§ EXTRACT PROVIDED:
* * * *

The effects obtainable from the disclosure are not limited to those mentioned above, and other effects not mentioned will be clearly understood from the description below by a person having ordinary skill in the art to which the disclosure belongs.

BRIEF DESCRIPTION OF DRAWINGS

FIG. 1 is a diagram illustrating an overview of a cellular UAM network communicating through a side lobe of an existing cellular network.

FIG. 2 is a diagram illustrating a scheme of composing a candidate aerial cell list according to an embodiment of the disclosure.

FIG. 3 is a diagram illustrating an example of composing a plurality of candidate aerial cell lists according to an embodiment of the disclosure.

FIG. 4 is a diagram illustrating an example of using a vertical beam of an aerial cell not accessed by an aerial UE according to an embodiment of the disclosure.

FIG. 5 is a diagram illustrating the operations of a UE and a network according to an embodiment of the disclosure.

FIG. 6 is a diagram illustrating the structure of a UE according to an embodiment of the disclosure.

FIG. 7 is a diagram illustrating the structure of a base station according to an embodiment of the disclosure.

MODE FOR THE INVENTION

Hereinafter, embodiments of the disclosure will be described in detail with reference to the accompanying drawings.

In describing embodiments, descriptions of technical contents that are well known in the technical field to which the disclosure pertains and are not directly related to the disclosure will be omitted. This is to more clearly convey the subject matter of the disclosure without obscuring it by omitting unnecessary description.

For the same reason, some elements are exaggerated, omitted, or schematically illustrated in the accompanying drawings. In addition, the depicted size of each element does not fully reflect the actual size. In the drawings, the same or corresponding elements are assigned the same reference numerals.

* * * *

§ RAW RECORDS:
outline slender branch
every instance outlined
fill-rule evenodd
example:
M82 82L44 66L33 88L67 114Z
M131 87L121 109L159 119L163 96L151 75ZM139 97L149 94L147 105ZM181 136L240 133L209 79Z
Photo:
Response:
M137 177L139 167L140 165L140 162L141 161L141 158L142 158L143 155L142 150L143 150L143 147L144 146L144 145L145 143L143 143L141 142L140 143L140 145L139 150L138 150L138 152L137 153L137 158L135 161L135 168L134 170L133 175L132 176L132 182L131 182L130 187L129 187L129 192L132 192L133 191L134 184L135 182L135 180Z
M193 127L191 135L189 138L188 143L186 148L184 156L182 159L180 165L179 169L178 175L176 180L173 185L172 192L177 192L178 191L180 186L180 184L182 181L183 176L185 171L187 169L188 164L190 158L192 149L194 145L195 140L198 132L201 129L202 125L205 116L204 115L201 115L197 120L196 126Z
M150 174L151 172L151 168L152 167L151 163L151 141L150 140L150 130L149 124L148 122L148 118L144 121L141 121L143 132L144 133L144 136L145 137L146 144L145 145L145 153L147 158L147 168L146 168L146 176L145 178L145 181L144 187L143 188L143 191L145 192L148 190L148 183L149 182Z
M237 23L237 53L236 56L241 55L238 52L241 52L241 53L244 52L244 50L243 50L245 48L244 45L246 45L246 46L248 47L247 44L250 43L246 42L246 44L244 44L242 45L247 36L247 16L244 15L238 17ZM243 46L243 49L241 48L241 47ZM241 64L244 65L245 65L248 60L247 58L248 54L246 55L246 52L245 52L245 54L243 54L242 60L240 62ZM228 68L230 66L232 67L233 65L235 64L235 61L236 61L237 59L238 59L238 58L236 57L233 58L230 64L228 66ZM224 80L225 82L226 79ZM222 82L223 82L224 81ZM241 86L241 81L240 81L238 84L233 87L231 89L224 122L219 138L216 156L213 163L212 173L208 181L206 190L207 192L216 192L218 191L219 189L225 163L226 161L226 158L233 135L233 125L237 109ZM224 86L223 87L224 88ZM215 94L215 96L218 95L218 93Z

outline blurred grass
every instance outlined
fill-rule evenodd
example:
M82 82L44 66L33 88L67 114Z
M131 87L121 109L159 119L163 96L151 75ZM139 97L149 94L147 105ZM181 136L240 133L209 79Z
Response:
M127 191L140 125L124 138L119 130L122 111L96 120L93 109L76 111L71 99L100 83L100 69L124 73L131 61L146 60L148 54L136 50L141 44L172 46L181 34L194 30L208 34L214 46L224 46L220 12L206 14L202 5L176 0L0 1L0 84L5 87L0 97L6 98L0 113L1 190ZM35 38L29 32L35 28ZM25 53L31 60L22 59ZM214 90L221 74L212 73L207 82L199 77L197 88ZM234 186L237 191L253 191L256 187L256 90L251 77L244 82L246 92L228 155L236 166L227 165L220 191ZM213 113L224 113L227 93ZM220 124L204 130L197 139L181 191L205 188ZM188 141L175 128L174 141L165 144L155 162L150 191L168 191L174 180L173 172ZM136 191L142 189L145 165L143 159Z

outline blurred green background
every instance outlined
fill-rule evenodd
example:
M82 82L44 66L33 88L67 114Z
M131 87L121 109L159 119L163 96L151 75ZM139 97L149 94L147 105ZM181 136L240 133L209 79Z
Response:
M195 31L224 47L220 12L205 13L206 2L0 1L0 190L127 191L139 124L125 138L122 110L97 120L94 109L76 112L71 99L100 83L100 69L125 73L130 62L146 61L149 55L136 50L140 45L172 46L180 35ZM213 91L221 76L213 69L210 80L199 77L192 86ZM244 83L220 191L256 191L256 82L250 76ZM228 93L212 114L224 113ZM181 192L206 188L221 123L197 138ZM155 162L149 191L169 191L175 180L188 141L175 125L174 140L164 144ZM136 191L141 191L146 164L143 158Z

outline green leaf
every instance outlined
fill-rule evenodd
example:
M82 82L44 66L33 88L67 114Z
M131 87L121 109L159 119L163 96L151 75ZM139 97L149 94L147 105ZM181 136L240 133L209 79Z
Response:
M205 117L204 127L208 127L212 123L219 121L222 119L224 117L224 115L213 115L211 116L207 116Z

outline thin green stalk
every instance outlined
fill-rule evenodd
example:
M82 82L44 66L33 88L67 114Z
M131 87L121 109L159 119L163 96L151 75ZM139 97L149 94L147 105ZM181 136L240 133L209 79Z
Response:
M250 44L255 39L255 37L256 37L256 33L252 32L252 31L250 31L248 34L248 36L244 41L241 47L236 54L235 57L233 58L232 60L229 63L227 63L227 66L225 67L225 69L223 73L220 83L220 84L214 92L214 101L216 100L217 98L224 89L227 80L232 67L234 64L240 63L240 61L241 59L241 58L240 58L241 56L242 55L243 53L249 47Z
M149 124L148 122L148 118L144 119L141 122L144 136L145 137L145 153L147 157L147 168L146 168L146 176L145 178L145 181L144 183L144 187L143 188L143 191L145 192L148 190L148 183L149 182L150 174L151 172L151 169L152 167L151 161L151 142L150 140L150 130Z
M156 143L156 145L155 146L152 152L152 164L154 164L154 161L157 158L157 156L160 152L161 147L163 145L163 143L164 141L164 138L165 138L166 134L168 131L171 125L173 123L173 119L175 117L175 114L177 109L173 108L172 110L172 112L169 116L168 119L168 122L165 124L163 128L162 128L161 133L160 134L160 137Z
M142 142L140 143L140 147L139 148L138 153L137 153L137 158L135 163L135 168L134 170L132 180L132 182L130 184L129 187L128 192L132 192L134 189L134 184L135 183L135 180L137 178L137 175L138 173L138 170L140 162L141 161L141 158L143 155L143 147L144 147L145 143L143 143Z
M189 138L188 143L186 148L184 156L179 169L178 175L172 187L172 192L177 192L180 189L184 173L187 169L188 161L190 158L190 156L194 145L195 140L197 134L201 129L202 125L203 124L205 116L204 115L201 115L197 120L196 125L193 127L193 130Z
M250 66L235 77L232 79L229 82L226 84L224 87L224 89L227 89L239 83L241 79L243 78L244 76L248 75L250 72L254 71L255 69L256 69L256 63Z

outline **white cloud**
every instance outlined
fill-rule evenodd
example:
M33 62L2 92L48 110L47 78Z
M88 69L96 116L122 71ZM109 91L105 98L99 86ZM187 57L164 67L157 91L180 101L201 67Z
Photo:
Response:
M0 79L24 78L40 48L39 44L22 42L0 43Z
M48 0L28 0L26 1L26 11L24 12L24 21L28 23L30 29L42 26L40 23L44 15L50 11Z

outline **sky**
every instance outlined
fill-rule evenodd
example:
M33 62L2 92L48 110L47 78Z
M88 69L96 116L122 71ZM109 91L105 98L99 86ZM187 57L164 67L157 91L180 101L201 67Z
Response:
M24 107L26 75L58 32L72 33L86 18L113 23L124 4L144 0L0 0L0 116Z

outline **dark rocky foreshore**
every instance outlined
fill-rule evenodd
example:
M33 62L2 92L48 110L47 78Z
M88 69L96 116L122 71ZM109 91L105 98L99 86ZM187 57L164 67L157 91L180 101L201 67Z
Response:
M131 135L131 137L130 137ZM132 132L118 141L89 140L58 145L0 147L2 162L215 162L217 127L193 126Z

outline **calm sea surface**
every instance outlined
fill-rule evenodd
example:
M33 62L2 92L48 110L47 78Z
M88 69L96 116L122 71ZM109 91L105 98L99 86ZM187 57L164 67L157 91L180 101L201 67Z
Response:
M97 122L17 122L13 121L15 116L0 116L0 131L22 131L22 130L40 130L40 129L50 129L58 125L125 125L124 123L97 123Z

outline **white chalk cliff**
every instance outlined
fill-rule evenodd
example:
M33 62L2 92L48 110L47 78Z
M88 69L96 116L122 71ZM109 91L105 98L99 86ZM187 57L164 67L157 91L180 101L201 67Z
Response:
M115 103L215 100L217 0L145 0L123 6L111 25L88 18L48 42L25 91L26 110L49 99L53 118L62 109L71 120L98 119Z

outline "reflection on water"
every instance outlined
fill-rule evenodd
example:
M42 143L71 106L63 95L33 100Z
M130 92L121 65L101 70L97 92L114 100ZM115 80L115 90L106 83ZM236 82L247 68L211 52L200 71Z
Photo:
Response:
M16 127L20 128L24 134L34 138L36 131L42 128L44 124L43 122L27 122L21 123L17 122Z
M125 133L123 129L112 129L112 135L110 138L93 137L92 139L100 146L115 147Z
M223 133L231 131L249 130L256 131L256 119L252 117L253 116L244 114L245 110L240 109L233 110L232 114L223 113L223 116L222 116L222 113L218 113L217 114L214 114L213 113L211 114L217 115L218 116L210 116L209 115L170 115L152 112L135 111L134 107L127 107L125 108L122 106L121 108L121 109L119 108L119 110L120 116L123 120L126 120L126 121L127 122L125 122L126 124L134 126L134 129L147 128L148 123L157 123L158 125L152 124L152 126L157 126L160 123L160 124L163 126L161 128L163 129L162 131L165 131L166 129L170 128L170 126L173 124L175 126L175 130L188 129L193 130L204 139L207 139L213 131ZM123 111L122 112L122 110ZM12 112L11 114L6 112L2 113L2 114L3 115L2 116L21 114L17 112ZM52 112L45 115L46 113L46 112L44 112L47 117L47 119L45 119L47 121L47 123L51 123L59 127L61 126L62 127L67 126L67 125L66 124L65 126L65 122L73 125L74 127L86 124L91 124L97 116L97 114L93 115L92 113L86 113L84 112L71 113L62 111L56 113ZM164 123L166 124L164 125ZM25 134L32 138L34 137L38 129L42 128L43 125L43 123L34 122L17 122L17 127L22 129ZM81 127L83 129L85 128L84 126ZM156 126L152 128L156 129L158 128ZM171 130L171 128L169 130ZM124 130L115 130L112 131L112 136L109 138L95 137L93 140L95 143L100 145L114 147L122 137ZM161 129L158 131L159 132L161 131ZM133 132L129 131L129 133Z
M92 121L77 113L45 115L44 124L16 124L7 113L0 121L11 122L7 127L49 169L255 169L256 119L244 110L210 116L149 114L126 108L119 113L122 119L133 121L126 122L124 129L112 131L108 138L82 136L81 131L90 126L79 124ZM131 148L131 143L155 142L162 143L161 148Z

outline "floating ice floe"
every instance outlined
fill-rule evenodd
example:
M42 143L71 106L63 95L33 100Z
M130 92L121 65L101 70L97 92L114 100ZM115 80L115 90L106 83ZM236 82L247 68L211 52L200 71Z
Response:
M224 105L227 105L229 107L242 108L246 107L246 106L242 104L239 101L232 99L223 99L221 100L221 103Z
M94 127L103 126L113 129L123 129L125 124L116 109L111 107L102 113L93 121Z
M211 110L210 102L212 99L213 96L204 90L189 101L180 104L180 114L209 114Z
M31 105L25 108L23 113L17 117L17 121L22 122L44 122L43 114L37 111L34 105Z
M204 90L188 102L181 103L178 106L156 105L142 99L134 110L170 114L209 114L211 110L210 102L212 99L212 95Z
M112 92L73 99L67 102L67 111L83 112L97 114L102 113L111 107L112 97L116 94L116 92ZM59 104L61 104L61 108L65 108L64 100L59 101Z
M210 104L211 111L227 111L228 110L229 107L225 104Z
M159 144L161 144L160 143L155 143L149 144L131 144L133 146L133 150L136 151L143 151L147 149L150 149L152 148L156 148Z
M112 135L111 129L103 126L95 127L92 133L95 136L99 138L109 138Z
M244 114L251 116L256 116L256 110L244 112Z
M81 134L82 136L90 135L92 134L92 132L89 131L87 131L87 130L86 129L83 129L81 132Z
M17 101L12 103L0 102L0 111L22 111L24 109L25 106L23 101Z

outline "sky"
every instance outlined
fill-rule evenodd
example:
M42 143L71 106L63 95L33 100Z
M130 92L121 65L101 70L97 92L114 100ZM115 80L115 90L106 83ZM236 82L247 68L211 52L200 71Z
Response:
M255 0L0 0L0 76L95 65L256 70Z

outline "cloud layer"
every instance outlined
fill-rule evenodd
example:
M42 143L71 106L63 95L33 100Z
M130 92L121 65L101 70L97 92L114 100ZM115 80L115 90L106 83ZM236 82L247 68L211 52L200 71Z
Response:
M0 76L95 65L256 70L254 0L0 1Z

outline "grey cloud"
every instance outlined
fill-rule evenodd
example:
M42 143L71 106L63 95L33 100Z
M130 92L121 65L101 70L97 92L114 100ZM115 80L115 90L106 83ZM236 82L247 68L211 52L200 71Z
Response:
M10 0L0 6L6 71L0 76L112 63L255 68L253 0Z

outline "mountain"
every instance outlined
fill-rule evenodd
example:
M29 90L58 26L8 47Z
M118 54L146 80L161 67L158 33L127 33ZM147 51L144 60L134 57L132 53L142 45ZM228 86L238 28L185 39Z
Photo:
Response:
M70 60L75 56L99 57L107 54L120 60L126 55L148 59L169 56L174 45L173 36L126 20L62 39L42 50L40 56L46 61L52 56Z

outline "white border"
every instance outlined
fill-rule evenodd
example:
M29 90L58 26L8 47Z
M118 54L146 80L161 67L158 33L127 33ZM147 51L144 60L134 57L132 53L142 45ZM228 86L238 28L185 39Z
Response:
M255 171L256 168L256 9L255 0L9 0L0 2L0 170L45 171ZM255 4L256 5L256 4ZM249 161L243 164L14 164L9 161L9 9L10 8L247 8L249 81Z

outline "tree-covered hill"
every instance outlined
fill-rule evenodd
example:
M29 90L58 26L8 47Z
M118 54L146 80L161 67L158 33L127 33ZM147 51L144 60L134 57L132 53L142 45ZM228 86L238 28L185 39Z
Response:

* * * *

§ EXERCISE GOAL: According to the patent excerpt, what does FIG. 1 show?

§ WRITTEN RESPONSE: An overview of a cellular UAM network communicating through a side lobe of an existing cellular network.